[GOAL OF THE EXERCISE]: Exactly as they appear, copy the lines of the listing from the one containing "Target = plastic crate" through the final line, both included, and nothing else.
○ ○ ○ ○
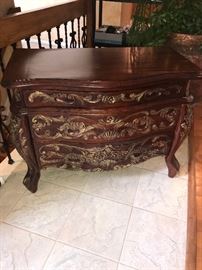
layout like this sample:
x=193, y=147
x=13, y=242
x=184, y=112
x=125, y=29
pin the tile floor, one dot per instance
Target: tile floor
x=130, y=219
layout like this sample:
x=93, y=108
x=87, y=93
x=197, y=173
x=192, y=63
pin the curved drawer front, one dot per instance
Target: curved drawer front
x=101, y=125
x=102, y=157
x=99, y=98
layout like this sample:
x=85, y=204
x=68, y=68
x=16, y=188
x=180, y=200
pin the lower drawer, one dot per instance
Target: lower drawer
x=102, y=157
x=101, y=126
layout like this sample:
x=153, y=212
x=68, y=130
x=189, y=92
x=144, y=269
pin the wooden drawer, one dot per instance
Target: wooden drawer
x=101, y=125
x=102, y=157
x=101, y=98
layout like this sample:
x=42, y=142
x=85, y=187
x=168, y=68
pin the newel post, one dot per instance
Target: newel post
x=91, y=19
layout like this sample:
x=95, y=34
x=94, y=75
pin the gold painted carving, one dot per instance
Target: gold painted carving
x=105, y=157
x=71, y=99
x=19, y=138
x=187, y=122
x=107, y=128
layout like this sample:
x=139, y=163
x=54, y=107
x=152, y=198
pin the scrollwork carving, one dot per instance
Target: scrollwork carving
x=73, y=99
x=105, y=157
x=186, y=125
x=103, y=127
x=18, y=135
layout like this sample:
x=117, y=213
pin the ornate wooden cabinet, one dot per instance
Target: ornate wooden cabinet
x=98, y=109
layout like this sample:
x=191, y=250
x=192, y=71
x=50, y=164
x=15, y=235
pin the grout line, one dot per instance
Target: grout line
x=152, y=212
x=48, y=256
x=124, y=239
x=87, y=251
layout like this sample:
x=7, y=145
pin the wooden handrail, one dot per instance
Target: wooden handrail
x=19, y=26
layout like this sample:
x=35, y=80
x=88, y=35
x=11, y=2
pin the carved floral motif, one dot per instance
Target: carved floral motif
x=104, y=127
x=19, y=137
x=105, y=157
x=73, y=99
x=187, y=122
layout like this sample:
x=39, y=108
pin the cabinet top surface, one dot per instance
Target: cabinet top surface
x=34, y=66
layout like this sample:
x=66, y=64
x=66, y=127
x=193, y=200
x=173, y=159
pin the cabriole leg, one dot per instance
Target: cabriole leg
x=182, y=130
x=22, y=142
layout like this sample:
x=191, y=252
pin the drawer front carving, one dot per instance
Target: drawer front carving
x=70, y=98
x=103, y=126
x=106, y=157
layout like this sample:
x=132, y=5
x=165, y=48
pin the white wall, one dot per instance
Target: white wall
x=33, y=4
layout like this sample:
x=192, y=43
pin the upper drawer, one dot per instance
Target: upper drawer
x=100, y=98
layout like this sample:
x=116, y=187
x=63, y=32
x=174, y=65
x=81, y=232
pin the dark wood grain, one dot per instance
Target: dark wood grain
x=107, y=66
x=25, y=24
x=99, y=109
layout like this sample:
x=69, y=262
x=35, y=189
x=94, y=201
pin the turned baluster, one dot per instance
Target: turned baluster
x=28, y=42
x=84, y=35
x=59, y=40
x=73, y=42
x=49, y=38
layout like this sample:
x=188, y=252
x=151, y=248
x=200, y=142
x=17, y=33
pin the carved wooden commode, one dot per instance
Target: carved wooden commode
x=98, y=109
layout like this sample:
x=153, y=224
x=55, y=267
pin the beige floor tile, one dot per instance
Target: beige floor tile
x=65, y=178
x=10, y=193
x=154, y=242
x=158, y=164
x=124, y=267
x=97, y=225
x=162, y=195
x=44, y=212
x=119, y=185
x=21, y=250
x=67, y=258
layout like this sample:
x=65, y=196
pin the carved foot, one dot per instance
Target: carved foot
x=173, y=166
x=31, y=180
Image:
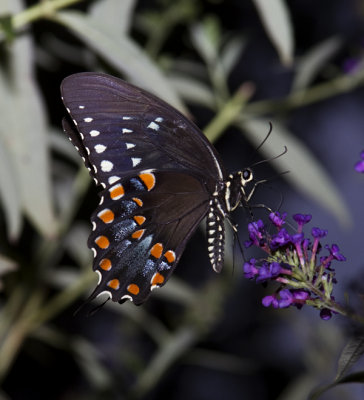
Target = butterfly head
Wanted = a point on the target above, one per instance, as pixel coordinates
(235, 191)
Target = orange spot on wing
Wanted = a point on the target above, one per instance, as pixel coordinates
(102, 242)
(133, 288)
(117, 191)
(139, 219)
(114, 284)
(138, 201)
(106, 216)
(157, 279)
(105, 264)
(148, 180)
(156, 250)
(138, 234)
(170, 256)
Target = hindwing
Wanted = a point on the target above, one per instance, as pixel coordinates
(140, 230)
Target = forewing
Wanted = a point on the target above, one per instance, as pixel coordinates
(140, 230)
(123, 130)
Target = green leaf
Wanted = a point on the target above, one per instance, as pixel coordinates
(193, 90)
(122, 53)
(311, 63)
(351, 353)
(277, 23)
(23, 131)
(118, 15)
(9, 187)
(231, 53)
(306, 174)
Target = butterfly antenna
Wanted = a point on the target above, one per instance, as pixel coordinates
(263, 141)
(272, 158)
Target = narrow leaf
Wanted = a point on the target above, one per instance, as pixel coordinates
(351, 353)
(23, 129)
(311, 63)
(305, 171)
(118, 15)
(277, 23)
(122, 53)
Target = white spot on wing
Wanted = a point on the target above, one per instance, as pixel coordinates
(100, 148)
(136, 161)
(113, 179)
(99, 276)
(153, 126)
(106, 165)
(126, 296)
(105, 292)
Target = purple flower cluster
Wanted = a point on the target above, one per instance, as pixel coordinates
(292, 261)
(359, 166)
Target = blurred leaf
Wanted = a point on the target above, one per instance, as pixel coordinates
(357, 377)
(122, 53)
(351, 353)
(231, 53)
(23, 130)
(6, 27)
(193, 90)
(305, 172)
(6, 265)
(206, 39)
(88, 358)
(311, 63)
(76, 241)
(118, 15)
(9, 187)
(277, 23)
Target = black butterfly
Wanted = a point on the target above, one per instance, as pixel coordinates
(160, 177)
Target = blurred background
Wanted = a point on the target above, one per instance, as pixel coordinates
(298, 64)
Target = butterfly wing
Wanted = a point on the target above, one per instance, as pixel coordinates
(157, 170)
(125, 130)
(140, 230)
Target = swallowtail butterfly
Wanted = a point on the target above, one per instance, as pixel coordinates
(160, 177)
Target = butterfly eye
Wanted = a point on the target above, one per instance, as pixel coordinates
(247, 175)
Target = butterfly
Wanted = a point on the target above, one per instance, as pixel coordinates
(159, 177)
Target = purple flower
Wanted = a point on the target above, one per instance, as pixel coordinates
(325, 314)
(301, 220)
(335, 253)
(359, 166)
(268, 271)
(256, 233)
(292, 262)
(286, 298)
(250, 270)
(278, 219)
(270, 300)
(318, 233)
(280, 239)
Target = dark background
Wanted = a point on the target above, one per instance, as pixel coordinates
(240, 350)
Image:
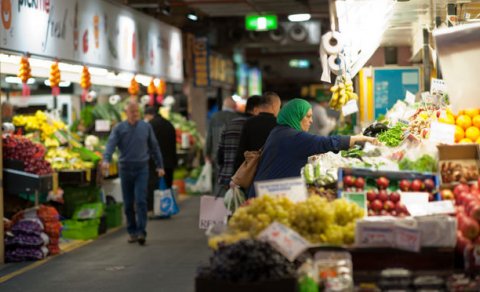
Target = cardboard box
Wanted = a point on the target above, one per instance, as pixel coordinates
(464, 154)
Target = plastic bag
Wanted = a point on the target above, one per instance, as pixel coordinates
(234, 198)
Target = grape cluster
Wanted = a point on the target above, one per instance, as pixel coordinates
(31, 154)
(247, 261)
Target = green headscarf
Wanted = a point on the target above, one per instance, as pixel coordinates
(293, 112)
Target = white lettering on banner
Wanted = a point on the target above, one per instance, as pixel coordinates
(69, 30)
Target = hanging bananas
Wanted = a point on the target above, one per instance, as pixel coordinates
(342, 92)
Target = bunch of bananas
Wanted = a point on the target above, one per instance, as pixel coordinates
(24, 73)
(342, 92)
(54, 75)
(85, 79)
(134, 87)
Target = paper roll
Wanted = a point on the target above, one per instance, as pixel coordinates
(332, 42)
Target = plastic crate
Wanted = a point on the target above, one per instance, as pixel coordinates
(114, 215)
(83, 230)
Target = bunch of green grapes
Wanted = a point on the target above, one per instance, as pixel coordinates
(311, 217)
(260, 213)
(346, 212)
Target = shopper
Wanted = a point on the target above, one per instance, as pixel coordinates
(166, 138)
(136, 141)
(227, 148)
(322, 124)
(215, 128)
(256, 130)
(289, 145)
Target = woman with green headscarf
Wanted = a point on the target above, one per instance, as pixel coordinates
(289, 145)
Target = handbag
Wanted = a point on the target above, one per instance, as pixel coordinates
(245, 174)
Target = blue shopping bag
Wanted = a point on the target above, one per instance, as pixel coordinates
(164, 201)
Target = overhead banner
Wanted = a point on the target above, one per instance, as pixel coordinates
(92, 32)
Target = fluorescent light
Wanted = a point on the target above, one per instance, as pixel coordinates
(17, 80)
(299, 17)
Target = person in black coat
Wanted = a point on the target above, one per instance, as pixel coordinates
(166, 137)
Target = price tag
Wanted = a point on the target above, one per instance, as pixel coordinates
(102, 125)
(350, 107)
(409, 97)
(442, 133)
(292, 188)
(284, 240)
(407, 238)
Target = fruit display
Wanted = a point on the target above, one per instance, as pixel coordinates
(247, 261)
(342, 92)
(316, 219)
(31, 154)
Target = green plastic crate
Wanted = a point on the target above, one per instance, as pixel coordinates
(83, 230)
(114, 215)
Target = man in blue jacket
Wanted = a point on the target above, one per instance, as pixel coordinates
(136, 141)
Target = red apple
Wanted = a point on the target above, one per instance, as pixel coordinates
(383, 195)
(394, 197)
(349, 181)
(389, 206)
(429, 184)
(360, 182)
(417, 185)
(404, 185)
(382, 182)
(371, 195)
(377, 205)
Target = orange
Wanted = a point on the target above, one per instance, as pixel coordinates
(471, 112)
(472, 133)
(476, 121)
(459, 133)
(464, 121)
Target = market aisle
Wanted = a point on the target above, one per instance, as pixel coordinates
(167, 263)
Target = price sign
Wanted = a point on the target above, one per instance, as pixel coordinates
(292, 188)
(284, 240)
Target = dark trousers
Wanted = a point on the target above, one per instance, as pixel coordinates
(154, 184)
○ ○ ○ ○
[REPLY]:
Target = plastic crate
Wanted = a point on the target above, one per instance, as pixel coordinates
(114, 215)
(83, 230)
Target = bunch of green grapes
Wanted = a point on the target above, one per instance, as pixel coordinates
(311, 217)
(260, 213)
(346, 212)
Target = shopper
Wanted = a point on the target above, one per instance, as pixel coordinates
(166, 138)
(136, 141)
(227, 148)
(322, 124)
(215, 128)
(256, 130)
(289, 145)
Target = woman with green headscarf
Wanted = a point on the target above, one per instance, as pixel coordinates
(289, 145)
Target = handbag
Wanted = a point on the target above, one per instance, as pixel coordinates
(245, 174)
Target = blue shopping bag
Wanted = a point on the target above, one per instance, as pixel coordinates
(164, 201)
Target = overhead banner
Wanted = a point on the target above, one per instance, as pixel coordinates
(92, 32)
Target = fluorescent light
Wanted = a point on the target above, one per instance, as pixel coordinates
(17, 80)
(299, 17)
Target = person in black coat
Wanted = a point on the target above, one per instance, as pixel coordinates
(166, 137)
Target = price tag
Wanted = a point on the target above, one per instance, as pixel coordinates
(102, 125)
(350, 107)
(409, 97)
(442, 133)
(292, 188)
(284, 240)
(407, 238)
Target = fruit display
Wanted = a point on the target above, one per instance, as pixel coordinates
(247, 261)
(342, 92)
(316, 219)
(31, 154)
Target = green plastic crate
Wanted = a point on the target above, one per instance, as pixel coordinates
(83, 230)
(114, 215)
Target = man in blue jacket
Wanted = a point on the target above, one per instance, as pixel coordinates
(136, 141)
Target = red apple
Wanted = a point on the target above, one per instance, as pixel coordinates
(383, 195)
(394, 197)
(349, 181)
(389, 206)
(429, 184)
(360, 182)
(417, 185)
(404, 185)
(382, 182)
(371, 195)
(377, 205)
Target = orange
Wanted = a point on the target above, one per instance, as pixel coordinates
(471, 112)
(472, 133)
(476, 121)
(459, 133)
(464, 121)
Target = market aisle
Wanted = a point on the target above, one per instance, as pixel coordinates
(167, 263)
Target = price sign
Wanted = a point on the target above, one per instance, as pixel coordinates
(292, 188)
(284, 240)
Target = dark trousers
Wanted = a point on the target above, one per instance, as pixel coordinates
(154, 184)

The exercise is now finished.